# ОБЯЗАТЕЛЬНОЕ ЗАДАНИЕ 1
Извлеките из записей ниже строки без изменений, начиная со строки, в которой есть «of the tree», и заканчивая последней строкой записей; обе границы включите.
:: ФРАГМЕНТ ИСТОЧНИКА
К этому времени супруги уже давно жили разными жизнями: Чарльз в Хайгроуве, Диана – в Кенсингтонском дворце.

В понедельник 25 ноября 1992 года принц навестил свою жену, приехав в апартаменты № 8 и 9. Визит Чарльза был не случаен. В ходе беседы он сообщил Диане, что намерен подать на развод. Принцесса восприняла эту информацию спокойно, дав свое согласие. Адвокаты обменялись соответствующими документами, и начался бракоразводный процесс, а с ним и утомительное обсуждение вопросов, связанных с воспитанием детей, финансами и, наконец, тем местом, которое займет Диана в Соединенном Королевстве.

9 декабря 1992 года в 15 часов 30 минут с официальным заявлением в палате общин выступил премьер-министр Великобритании Джон Мейджор:

– Букингемский дворец с сожалением сообщает, что принц и принцесса Уэльские приняли решение расстаться. Их королевские высочества не ищут развода. Их конституционное положение и позиции в обществе останутся прежними. Данное решение принято обеими сторонами, и оба супруга будут принимать участие в воспитании детей. Их королевские высочества продолжат принимать участие в общественных программах и начинаниях. Время от времени они будут посещать семейные торжества и национальные мероприятия вместе[22].

Затем уже от себя лично он добавил:

– Я уверен, что мое мнение разделяют вся палата и миллионы людей, которых она представляет. Мы должны поддержать принца и принцессу Уэльских. Я также уверен, что палата поддерживает их желание защищать свою частную жизнь.

Когда премьер сел на место, в обитом деревянными панелями зале палаты общин воцарилась тишина. Депутаты были потрясены. По словам члена парламента Робина Корбитта, «мы не имели ни малейшего понятия о теме выступления премьер-министра. Объявленная им новость была сродни бомбе, которая упала на здание парламента. Возможно, кто-то из кабинета министров и знал, что происходит. Для остальных же это был самый настоящий сюрприз. Мы были шокированы»[23].

Бывший премьер-министр Соединенного Королевства Эдвард Хит, первым взявший слово после выступления Джона Мейджора, назвал это «самым печальным заявлением, которое какой-либо премьер-министр делал в нашу эпоху»[24].

И это притом, что в тот момент еще никто не предполагал, что все действительно закончится разводом.

Раздельной жизнью – возможно, но развод – маловероятно.

А супруги тем временем готовились к жизни порознь, уничтожая – Диана в Кенсингтонском дворце, Чарльз – в Хайгроуве – все следы совместной жизни. Дизайнерам были даны четкие указания изменить интерьер, а грузчикам – перевезти все личные вещи бывших половинок.

Помимо вещей супруги разделили и обслуживающий персонал. Так, из Хайгроува к Диане был переведен Пол Баррелл, обнародовавший впоследствии немало тайн из частной жизни своего босса. Спустя годы он признавался в своих мемуарах «Королевский долг»: «Как только я узнал о разводе, я сразу понял – отныне мое будущее связано с принцессой. Я не упал духом. Я знал – ничего не бывает просто так»[25].
::::
:: МАТЕРИАЛ
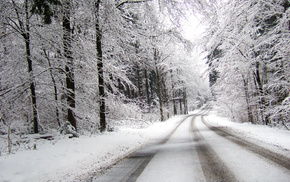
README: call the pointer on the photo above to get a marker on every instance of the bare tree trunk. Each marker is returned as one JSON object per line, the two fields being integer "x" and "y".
{"x": 102, "y": 109}
{"x": 173, "y": 94}
{"x": 25, "y": 32}
{"x": 147, "y": 89}
{"x": 185, "y": 111}
{"x": 158, "y": 85}
{"x": 247, "y": 97}
{"x": 54, "y": 87}
{"x": 69, "y": 68}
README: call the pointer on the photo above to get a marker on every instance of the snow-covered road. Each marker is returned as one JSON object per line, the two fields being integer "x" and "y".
{"x": 196, "y": 151}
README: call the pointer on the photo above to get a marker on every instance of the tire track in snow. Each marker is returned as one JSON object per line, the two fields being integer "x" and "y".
{"x": 149, "y": 156}
{"x": 213, "y": 168}
{"x": 261, "y": 151}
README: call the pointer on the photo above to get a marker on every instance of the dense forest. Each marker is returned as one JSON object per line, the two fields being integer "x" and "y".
{"x": 87, "y": 65}
{"x": 248, "y": 44}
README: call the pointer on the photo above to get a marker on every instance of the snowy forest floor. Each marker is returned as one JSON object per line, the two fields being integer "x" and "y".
{"x": 64, "y": 159}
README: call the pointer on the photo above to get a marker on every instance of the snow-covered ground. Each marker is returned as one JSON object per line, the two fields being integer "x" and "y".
{"x": 273, "y": 136}
{"x": 64, "y": 159}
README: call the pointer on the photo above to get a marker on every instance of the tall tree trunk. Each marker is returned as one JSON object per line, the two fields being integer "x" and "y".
{"x": 247, "y": 97}
{"x": 69, "y": 68}
{"x": 166, "y": 98}
{"x": 102, "y": 95}
{"x": 54, "y": 87}
{"x": 158, "y": 80}
{"x": 139, "y": 81}
{"x": 173, "y": 94}
{"x": 26, "y": 36}
{"x": 147, "y": 88}
{"x": 185, "y": 111}
{"x": 180, "y": 101}
{"x": 259, "y": 84}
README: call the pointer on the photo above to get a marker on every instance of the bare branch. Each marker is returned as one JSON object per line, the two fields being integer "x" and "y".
{"x": 125, "y": 2}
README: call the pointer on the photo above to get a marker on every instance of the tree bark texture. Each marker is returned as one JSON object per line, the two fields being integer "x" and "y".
{"x": 69, "y": 68}
{"x": 102, "y": 107}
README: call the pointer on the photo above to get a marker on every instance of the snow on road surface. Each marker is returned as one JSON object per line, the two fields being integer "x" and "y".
{"x": 80, "y": 158}
{"x": 195, "y": 152}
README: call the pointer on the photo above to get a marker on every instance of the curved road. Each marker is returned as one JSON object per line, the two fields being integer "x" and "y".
::::
# ОБЯЗАТЕЛЬНОЕ ЗАДАНИЕ 2
Напишите продолжение приведенного выше текста о расставании принца Чарльза и принцессы Дианы, начав сразу после его последнего предложения.

# ОТВЕТ К УПРАЖНЕНИЮ 1
README: call the pointer on the photo above to get a marker on every instance of the tree bark texture. Each marker is returned as one JSON object per line, the two fields being integer "x" and "y".
{"x": 69, "y": 68}
{"x": 102, "y": 107}
README: call the pointer on the photo above to get a marker on every instance of the snow on road surface. Each marker is returned as one JSON object per line, the two fields being integer "x" and "y".
{"x": 80, "y": 158}
{"x": 195, "y": 152}
README: call the pointer on the photo above to get a marker on every instance of the curved road. Each marker is returned as one JSON object per line, the two fields being integer "x" and "y".

# ОТВЕТ К УПРАЖНЕНИЮ 2
Баррелл лукавил, когда писал эти строки. На самом деле он не испытывал ни малейшего восторга от своего перехода к Диане:

«Пол не собирался работать на принцессу, – вспоминает Дики Арбитер. – Он выказал желание продолжать работать на Чарльза, однако принц был против его кандидатуры. В тот день как раз проходил рождественский благотворительный вечер. Помню, вечером я увидел Баррелла рыдающим над бокалом с виски. Он только и повторял: “Мне сказали, что отныне я работаю на принцессу!“»[26].

Куда исчезло подобное недовольство, сказать трудно, но в последующие годы Пол настолько проникнется симпатией к Диане, что в его отношении к ней даже появится чувство ревности. Нет, не той ревности, что возникает между мужчиной и женщиной. Его ревность больше напоминала чувства Скупого Рыцаря, считающего принцессу «своей драгоценностью» и старающегося оберегать ее от неблагоприятного воздействия внешнего мира.

После разрыва отношений с Чарльзом Диана принялась сознательно акцентировать внимание на том, что она стала сильнее. Как описывал эти метаморфозы «ее» журналист из «Daily Mail» Ричард Кэй, «официальное расставание с супругом превратилось для Дианы в катализатор, который поспособствовал ее преображению из отчаявшейся принцессы в уверенную леди нового поколения»[27].

Но так ли обстояло дело на самом деле? К сожалению, нет. Сам Ричард Кэй, написавший эти бодрые строки, в приватных беседах говорил совершенно другое.

«Я никогда не находил ее сильной!» – признавался он[28].

С ним соглашается и Симона Симонс:

«Диана производила гнетущее впечатление. Она чувствовала себя отвергнутой, брошенной и полностью разрушенной»[29].

Первоначально принцесса бодро восприняла новость о расставании с мужем.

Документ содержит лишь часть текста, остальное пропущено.